[Position identification entries]
------------

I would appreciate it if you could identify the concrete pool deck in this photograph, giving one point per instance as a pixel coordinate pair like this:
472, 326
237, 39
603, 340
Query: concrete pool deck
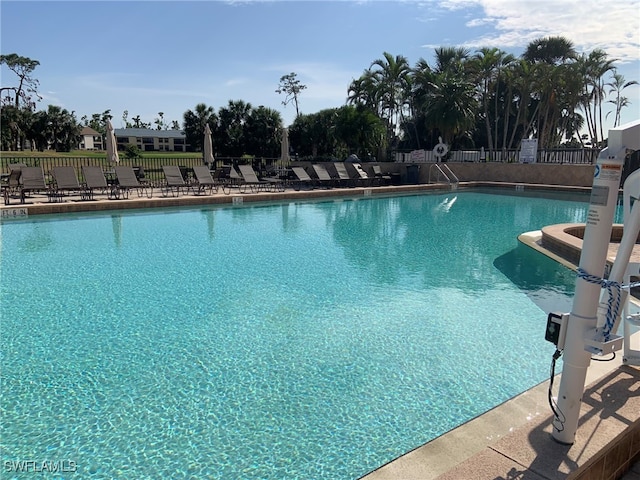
512, 441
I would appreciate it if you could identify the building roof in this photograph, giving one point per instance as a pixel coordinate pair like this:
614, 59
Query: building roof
89, 131
147, 132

------------

Please write out every entry above word for word, omitting the pictures.

§ Finished answer:
I would appreciate it if you could identify the concrete pool deck in this photograph, giving one point per instance as a pixel coordinate pair like this:
472, 326
237, 39
603, 340
Query: concrete pool deck
512, 441
I would appreciate it if you could identify the building roof in this photograph, giving one point per instance as a pixel coordinate pair like this:
614, 59
Query: building roof
89, 131
147, 132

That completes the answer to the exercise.